Recopiez tous les items ci-dessous en remplaçant « rectangular window » par « square window », sans rien modifier d'autre.
+ + + + +
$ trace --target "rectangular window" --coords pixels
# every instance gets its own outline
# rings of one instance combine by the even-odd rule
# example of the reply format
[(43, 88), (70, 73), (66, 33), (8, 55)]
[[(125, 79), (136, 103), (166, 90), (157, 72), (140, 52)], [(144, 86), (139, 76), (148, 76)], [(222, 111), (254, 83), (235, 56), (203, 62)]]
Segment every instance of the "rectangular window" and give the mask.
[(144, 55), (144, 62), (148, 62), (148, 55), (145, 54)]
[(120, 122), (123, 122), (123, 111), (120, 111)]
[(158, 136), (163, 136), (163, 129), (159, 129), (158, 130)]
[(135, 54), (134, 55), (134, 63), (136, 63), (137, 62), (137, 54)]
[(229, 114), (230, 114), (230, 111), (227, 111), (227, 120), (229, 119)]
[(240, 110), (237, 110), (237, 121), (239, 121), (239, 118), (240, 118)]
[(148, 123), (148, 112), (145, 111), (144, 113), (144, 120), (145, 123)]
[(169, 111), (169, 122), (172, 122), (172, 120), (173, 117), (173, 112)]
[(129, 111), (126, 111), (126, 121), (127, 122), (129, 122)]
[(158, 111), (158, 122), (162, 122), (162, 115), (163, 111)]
+ + + + +
▶ Résultat obtenu:
$ trace --target "square window" --coords pixels
# every instance gets its own outline
# rings of one instance combine by the even-odd rule
# example of the reply format
[(43, 88), (70, 73), (66, 33), (8, 55)]
[[(125, 79), (136, 103), (166, 90), (157, 72), (140, 52)], [(144, 86), (139, 76), (148, 76)], [(222, 111), (254, 83), (235, 56), (203, 62)]]
Segment every instance of the "square window" and give the mask.
[(144, 55), (144, 62), (148, 62), (148, 55), (145, 54)]
[(120, 122), (123, 122), (123, 111), (120, 111)]
[(158, 136), (163, 136), (163, 129), (159, 129), (158, 130)]
[(135, 54), (134, 55), (134, 63), (136, 63), (137, 62), (137, 54)]
[(229, 114), (230, 114), (230, 111), (227, 111), (227, 120), (229, 119)]
[(240, 110), (237, 110), (237, 121), (239, 121), (239, 118), (240, 118)]
[(148, 123), (148, 112), (145, 111), (144, 113), (144, 120), (145, 123)]
[(169, 111), (169, 122), (172, 122), (172, 120), (173, 117), (173, 112)]
[(129, 111), (126, 111), (126, 121), (127, 122), (129, 122)]
[(158, 111), (158, 122), (162, 122), (162, 115), (163, 111)]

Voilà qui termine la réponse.